=== Stored data entries ===

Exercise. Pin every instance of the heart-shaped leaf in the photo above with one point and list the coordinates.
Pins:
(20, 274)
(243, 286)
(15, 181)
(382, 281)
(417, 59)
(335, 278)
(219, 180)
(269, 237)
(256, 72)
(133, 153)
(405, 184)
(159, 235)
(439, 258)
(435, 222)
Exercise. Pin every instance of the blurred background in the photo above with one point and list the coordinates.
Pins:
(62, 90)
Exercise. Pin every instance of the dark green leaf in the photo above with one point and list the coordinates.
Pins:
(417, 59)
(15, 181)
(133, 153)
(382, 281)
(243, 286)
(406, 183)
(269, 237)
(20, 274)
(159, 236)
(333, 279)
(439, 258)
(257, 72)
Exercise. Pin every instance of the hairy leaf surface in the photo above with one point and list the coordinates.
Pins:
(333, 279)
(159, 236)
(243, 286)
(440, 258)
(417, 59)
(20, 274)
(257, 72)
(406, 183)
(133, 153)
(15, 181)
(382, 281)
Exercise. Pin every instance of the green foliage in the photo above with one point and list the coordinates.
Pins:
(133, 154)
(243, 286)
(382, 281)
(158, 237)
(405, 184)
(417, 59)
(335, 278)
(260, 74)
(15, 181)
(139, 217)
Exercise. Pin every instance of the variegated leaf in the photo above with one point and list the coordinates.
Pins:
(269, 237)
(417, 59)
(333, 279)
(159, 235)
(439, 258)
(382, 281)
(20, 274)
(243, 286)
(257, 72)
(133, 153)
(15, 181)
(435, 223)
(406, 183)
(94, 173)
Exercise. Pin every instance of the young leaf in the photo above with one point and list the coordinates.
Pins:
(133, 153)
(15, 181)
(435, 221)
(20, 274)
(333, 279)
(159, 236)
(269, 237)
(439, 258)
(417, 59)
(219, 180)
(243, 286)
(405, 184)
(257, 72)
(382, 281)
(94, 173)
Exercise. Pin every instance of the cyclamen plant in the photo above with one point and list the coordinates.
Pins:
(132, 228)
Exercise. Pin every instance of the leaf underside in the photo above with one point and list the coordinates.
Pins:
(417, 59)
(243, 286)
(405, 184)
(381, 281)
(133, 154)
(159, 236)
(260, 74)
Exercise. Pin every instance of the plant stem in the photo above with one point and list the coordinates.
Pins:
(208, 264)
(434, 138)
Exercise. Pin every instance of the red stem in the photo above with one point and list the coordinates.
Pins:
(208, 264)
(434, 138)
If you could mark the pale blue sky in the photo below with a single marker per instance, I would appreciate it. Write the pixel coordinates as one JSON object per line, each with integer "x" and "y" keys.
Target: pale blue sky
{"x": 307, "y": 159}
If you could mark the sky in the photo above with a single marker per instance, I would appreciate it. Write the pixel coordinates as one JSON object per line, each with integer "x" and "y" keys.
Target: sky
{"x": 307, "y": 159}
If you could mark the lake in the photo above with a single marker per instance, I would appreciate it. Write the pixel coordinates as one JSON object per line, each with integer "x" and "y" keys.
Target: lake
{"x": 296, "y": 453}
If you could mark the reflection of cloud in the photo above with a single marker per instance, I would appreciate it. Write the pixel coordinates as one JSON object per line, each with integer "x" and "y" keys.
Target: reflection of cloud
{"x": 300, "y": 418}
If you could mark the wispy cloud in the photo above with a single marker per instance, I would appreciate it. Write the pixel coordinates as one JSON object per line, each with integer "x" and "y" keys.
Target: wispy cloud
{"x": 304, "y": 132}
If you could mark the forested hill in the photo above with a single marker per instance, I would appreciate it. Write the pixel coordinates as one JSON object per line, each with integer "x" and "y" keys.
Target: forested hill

=== JOB ===
Lay out each line of the material above as a numbered list, omitting any blank lines.

=== WRITTEN SOLUTION ===
1. Exercise. Pin every instance of the heart-shaped leaf in the photo above with one point and list the coordinates.
2. Pins:
3. (20, 274)
4. (243, 286)
5. (15, 181)
6. (382, 281)
7. (417, 59)
8. (335, 278)
9. (219, 180)
10. (269, 237)
11. (256, 72)
12. (133, 153)
13. (405, 184)
14. (159, 235)
15. (439, 258)
16. (435, 222)
17. Exercise. Pin every instance of the blurred background in the photo above with one point and list the coordinates.
18. Pins:
19. (62, 90)
20. Exercise. Pin every instance of the dark green leaf in the photo above with one point and list the coordinates.
21. Pins:
22. (417, 59)
23. (15, 181)
24. (133, 153)
25. (382, 281)
26. (243, 286)
27. (406, 183)
28. (269, 237)
29. (20, 274)
30. (159, 236)
31. (333, 279)
32. (439, 258)
33. (257, 72)
34. Exercise. Pin every instance of the hairy leaf surface in the photo above with one point and list the coordinates.
35. Pins:
36. (333, 279)
37. (159, 236)
38. (243, 286)
39. (440, 258)
40. (417, 59)
41. (20, 274)
42. (257, 72)
43. (406, 183)
44. (133, 153)
45. (15, 181)
46. (382, 281)
47. Exercise. Pin every instance of the green foliage in the photo above with one point and list the coordinates.
48. Pins:
49. (133, 154)
50. (243, 286)
51. (382, 281)
52. (158, 237)
53. (405, 184)
54. (417, 59)
55. (335, 278)
56. (260, 74)
57. (15, 181)
58. (139, 217)
59. Exercise. Pin every instance of the variegated leaf in the photo above with one point and list the coordinates.
60. Pins:
61. (269, 237)
62. (417, 59)
63. (333, 279)
64. (159, 235)
65. (439, 258)
66. (382, 281)
67. (20, 274)
68. (243, 286)
69. (257, 72)
70. (133, 153)
71. (15, 181)
72. (435, 223)
73. (406, 183)
74. (94, 173)
75. Exercise. Pin every instance of the young leaf in the photo above with one point and list the coordinates.
76. Pins:
77. (133, 153)
78. (15, 181)
79. (435, 221)
80. (20, 274)
81. (333, 279)
82. (159, 236)
83. (269, 237)
84. (439, 258)
85. (417, 59)
86. (219, 180)
87. (243, 286)
88. (405, 184)
89. (257, 72)
90. (382, 281)
91. (94, 173)
92. Exercise. Pin every instance of the cyclamen plant in the photo above with one point and list the coordinates.
93. Pins:
94. (132, 228)
95. Exercise. Pin every instance of the leaf underside in the photo above with one point and list the coordinates.
96. Pins:
97. (417, 59)
98. (243, 286)
99. (405, 184)
100. (381, 281)
101. (133, 154)
102. (159, 236)
103. (260, 74)
104. Exercise. Pin every instance of the plant stem in the photo above with one point and list the coordinates.
105. Pins:
106. (208, 264)
107. (434, 138)
108. Exercise. Pin every instance of the red stem in the photo above with one point and list the coordinates.
109. Pins:
110. (208, 264)
111. (434, 138)
112. If you could mark the pale blue sky in the photo below with a single marker per instance, I would appreciate it. Write the pixel coordinates as one JSON object per line, each with integer "x" and "y" keys.
113. Target: pale blue sky
114. {"x": 307, "y": 159}
115. If you could mark the sky in the photo above with a single marker per instance, I would appreciate it. Write the pixel coordinates as one JSON object per line, each with integer "x" and "y" keys.
116. Target: sky
117. {"x": 307, "y": 159}
118. If you could mark the lake in the photo above with a single marker per instance, I would appreciate it. Write the pixel coordinates as one JSON object per line, each with integer "x" and "y" keys.
119. Target: lake
120. {"x": 296, "y": 453}
121. If you could mark the reflection of cloud in the photo above with a single marker per instance, I would appreciate it. Write the pixel coordinates as one JSON object per line, each with integer "x" and "y" keys.
122. Target: reflection of cloud
123. {"x": 300, "y": 418}
124. If you could mark the wispy cloud in the photo above with a single marker per instance, I would appreciate it. Write the pixel coordinates as one JSON object per line, each with integer "x" and "y" keys.
125. Target: wispy cloud
126. {"x": 304, "y": 132}
127. If you could mark the forested hill in the photo above with a single marker per instance, I would appreciate it. Write the pixel coordinates as one JSON object per line, each with integer "x" and "y" keys.
128. Target: forested hill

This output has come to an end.